◆ Problem details
Bring back every record exactly, except for the pictures, which stay out.

◆ Supplied data
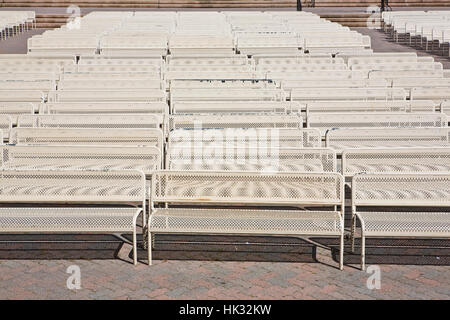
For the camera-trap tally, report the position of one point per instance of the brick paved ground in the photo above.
(294, 270)
(34, 267)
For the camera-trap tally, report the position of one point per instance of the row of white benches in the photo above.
(339, 139)
(438, 95)
(13, 22)
(426, 30)
(123, 196)
(231, 158)
(161, 109)
(324, 122)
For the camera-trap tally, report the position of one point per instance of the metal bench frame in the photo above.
(56, 187)
(400, 190)
(162, 193)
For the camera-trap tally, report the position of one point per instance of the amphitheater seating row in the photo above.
(13, 22)
(398, 129)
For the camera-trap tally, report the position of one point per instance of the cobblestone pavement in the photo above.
(240, 269)
(34, 267)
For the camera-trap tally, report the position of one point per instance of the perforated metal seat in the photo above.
(395, 160)
(103, 201)
(404, 193)
(66, 220)
(324, 190)
(228, 221)
(406, 224)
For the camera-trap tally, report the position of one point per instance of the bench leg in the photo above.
(149, 248)
(341, 253)
(353, 231)
(134, 246)
(363, 251)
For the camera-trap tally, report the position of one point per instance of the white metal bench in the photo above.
(44, 85)
(23, 76)
(191, 44)
(76, 46)
(136, 45)
(219, 84)
(5, 125)
(221, 121)
(252, 159)
(336, 75)
(327, 121)
(14, 109)
(401, 191)
(394, 74)
(232, 188)
(131, 121)
(203, 75)
(123, 193)
(235, 107)
(341, 139)
(395, 160)
(244, 138)
(41, 157)
(370, 106)
(103, 84)
(100, 76)
(319, 94)
(143, 95)
(435, 94)
(158, 109)
(342, 83)
(223, 94)
(90, 136)
(82, 68)
(21, 96)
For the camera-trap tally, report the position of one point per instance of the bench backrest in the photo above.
(144, 95)
(109, 84)
(252, 159)
(110, 76)
(209, 61)
(204, 75)
(217, 84)
(234, 107)
(248, 187)
(326, 121)
(145, 159)
(102, 60)
(57, 136)
(227, 94)
(5, 124)
(431, 190)
(393, 74)
(398, 66)
(44, 85)
(112, 69)
(370, 106)
(301, 67)
(21, 96)
(72, 186)
(318, 94)
(343, 83)
(383, 137)
(245, 138)
(132, 121)
(395, 160)
(206, 121)
(30, 68)
(436, 94)
(14, 109)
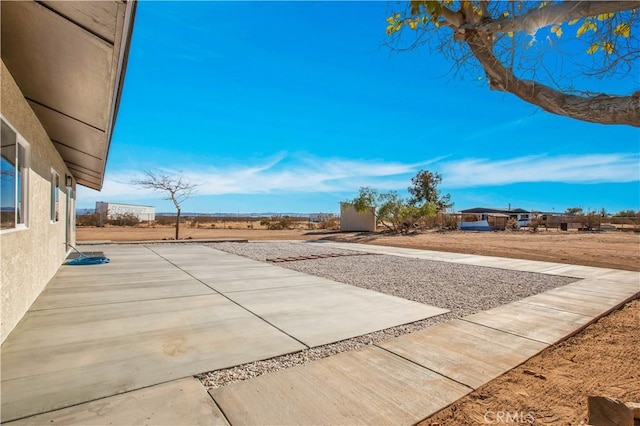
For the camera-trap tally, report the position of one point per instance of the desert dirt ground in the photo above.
(553, 387)
(618, 250)
(550, 388)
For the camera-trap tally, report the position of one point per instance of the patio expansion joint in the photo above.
(504, 331)
(215, 403)
(425, 368)
(9, 422)
(120, 302)
(229, 299)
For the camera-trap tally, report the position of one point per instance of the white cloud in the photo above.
(585, 169)
(282, 174)
(278, 174)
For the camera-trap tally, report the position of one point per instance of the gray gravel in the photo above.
(464, 289)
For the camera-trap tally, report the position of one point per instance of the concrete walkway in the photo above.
(238, 312)
(406, 379)
(157, 313)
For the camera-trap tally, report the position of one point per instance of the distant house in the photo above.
(62, 71)
(484, 213)
(116, 210)
(488, 219)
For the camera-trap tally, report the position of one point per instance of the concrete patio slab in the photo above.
(312, 309)
(61, 357)
(367, 386)
(180, 402)
(468, 353)
(330, 311)
(144, 318)
(582, 301)
(97, 294)
(539, 323)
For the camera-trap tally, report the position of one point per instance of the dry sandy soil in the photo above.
(550, 388)
(618, 250)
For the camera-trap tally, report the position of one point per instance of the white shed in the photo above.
(352, 220)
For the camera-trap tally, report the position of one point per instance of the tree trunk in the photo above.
(177, 224)
(603, 109)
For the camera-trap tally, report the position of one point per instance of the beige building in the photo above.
(63, 66)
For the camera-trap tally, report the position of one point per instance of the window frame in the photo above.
(55, 197)
(21, 188)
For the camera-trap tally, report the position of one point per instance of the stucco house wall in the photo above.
(30, 257)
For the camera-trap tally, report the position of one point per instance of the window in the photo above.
(55, 196)
(14, 174)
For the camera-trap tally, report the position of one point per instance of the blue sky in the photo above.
(292, 106)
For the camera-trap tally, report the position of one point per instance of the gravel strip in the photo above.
(464, 289)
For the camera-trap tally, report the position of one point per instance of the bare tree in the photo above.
(178, 189)
(519, 45)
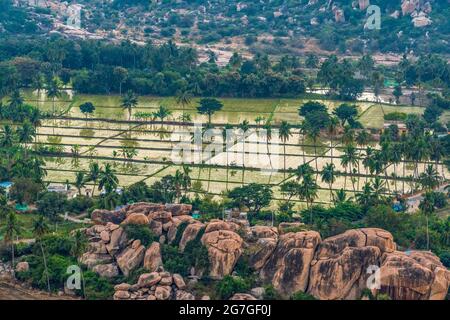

◆ Reply to the task
For the camera-trap tally, report the position of one point per instance of the brick paved ground in the photo above.
(294, 270)
(34, 267)
For the camera-trap tally, report the position of one point per instance of the row of white benches in the photo above.
(339, 139)
(438, 95)
(13, 22)
(426, 30)
(123, 196)
(231, 158)
(161, 109)
(324, 122)
For the camera-trap tally, report the position of one point per instance of the metal bench frame in the photo above.
(56, 187)
(400, 190)
(162, 193)
For the camera-trap tally, report the position of one point per instance of the amphitheater seating row in the photo above.
(13, 22)
(398, 129)
For the camera-trap tally, report the position of one point per instance of the cobblestone pavement in the photo above.
(240, 269)
(34, 267)
For the camera-trap tally, report the position of one point per instance of the perforated metal seat in the photo above.
(395, 160)
(103, 201)
(404, 193)
(66, 220)
(324, 190)
(228, 221)
(406, 224)
For the camera-trap tally, report the position of one point per instance of the bench leg in the photo above.
(149, 248)
(341, 253)
(353, 231)
(134, 246)
(363, 251)
For the camera-trap tally, report the position of one point per instance of the white metal bench in the photo above.
(44, 85)
(23, 76)
(191, 44)
(76, 46)
(136, 45)
(219, 84)
(5, 125)
(221, 121)
(252, 159)
(336, 75)
(327, 121)
(14, 109)
(401, 191)
(394, 74)
(232, 188)
(131, 121)
(203, 75)
(123, 193)
(235, 107)
(341, 139)
(395, 160)
(244, 138)
(41, 157)
(370, 106)
(103, 84)
(100, 76)
(319, 94)
(143, 95)
(435, 94)
(158, 109)
(342, 83)
(223, 94)
(90, 136)
(82, 68)
(21, 96)
For the camera-trap tally, report the position of one point per instance of the bench backrest in the photo above.
(144, 95)
(109, 84)
(252, 159)
(110, 76)
(209, 61)
(204, 75)
(217, 84)
(234, 107)
(248, 187)
(326, 121)
(145, 159)
(102, 60)
(57, 136)
(227, 94)
(5, 124)
(431, 190)
(393, 74)
(398, 66)
(44, 85)
(112, 69)
(370, 106)
(301, 67)
(21, 96)
(72, 186)
(318, 94)
(343, 83)
(383, 137)
(245, 138)
(132, 121)
(395, 160)
(206, 121)
(30, 68)
(436, 94)
(14, 109)
For the camera-trap tally, report the position of one point per instance of the desert dirt ground in the photo above.
(553, 387)
(618, 250)
(550, 388)
For the camera-trap tally, report the position of one point per instance of the patio expansion joint in the photo above.
(504, 331)
(215, 403)
(425, 368)
(9, 422)
(120, 302)
(229, 299)
For the camera-trap tally, report the position of one point per instance of the white cloud in the photo above.
(585, 169)
(282, 174)
(278, 174)
For the camera-trap tally, report the position of one point per instance of the gray gravel in the photo above.
(464, 289)
For the camera-trap tally, report the position of one point per instance of the concrete walkway in the photo above.
(238, 312)
(406, 379)
(157, 313)
For the camera-trap tally, report the position of one point per instance of the distant house in the photo above.
(62, 71)
(484, 213)
(116, 210)
(488, 219)
For the camera-trap tally, report the position of one point per instance of the concrete patio slab in the photo above.
(312, 309)
(61, 357)
(367, 386)
(180, 402)
(468, 353)
(330, 311)
(144, 318)
(582, 301)
(97, 294)
(539, 323)
For the camera-trap tally, report the position of one point per instance of the dry sandy soil in the photo above.
(550, 388)
(618, 250)
For the camera-trap tally, report the position of one point per instance of the white shed in the photo above.
(352, 220)
For the camera-trap tally, report the position of one point per instance of the tree trunk in the photo above.
(177, 224)
(603, 109)
For the camera-trap tally, report the position of one point per instance of the beige building in the photo above.
(63, 66)
For the camera-trap tally, report the position of one point per instance of the window frame in the photo above.
(55, 197)
(21, 188)
For the camera-trap tally, report the position of one point per instance of the stucco house wall in the photo above.
(30, 257)
For the camera-trap tally, report the position of one point per instance of the window in the photo above.
(55, 196)
(14, 174)
For the camera-trap tally, report the position of one point per instance of the blue sky in the photo above.
(292, 106)
For the camera-trap tally, report the position of one point per instance of the gravel strip in the photo above.
(464, 289)
For the camera-trap tally, report the position of one point per instance of the bare tree in the photo above.
(178, 189)
(519, 45)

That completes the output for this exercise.